**Exercise description:** Which lines below contain the word "with"? Copy each of them.

[Records provided — start]

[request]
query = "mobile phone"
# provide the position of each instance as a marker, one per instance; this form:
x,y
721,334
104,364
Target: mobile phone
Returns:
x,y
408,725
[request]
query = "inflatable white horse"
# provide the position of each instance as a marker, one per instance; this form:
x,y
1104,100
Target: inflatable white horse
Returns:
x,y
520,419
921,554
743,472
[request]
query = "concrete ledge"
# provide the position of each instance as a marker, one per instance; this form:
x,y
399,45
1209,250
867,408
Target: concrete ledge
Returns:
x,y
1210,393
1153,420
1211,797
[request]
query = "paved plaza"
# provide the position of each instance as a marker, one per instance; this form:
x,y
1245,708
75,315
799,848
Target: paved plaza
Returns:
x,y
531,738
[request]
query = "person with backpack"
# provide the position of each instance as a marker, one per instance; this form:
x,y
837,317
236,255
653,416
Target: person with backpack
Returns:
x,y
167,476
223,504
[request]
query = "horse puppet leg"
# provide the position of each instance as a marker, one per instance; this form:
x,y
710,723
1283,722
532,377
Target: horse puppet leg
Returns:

[Records provided — finish]

**Your response:**
query = "person with backpack"
Target: person with backpack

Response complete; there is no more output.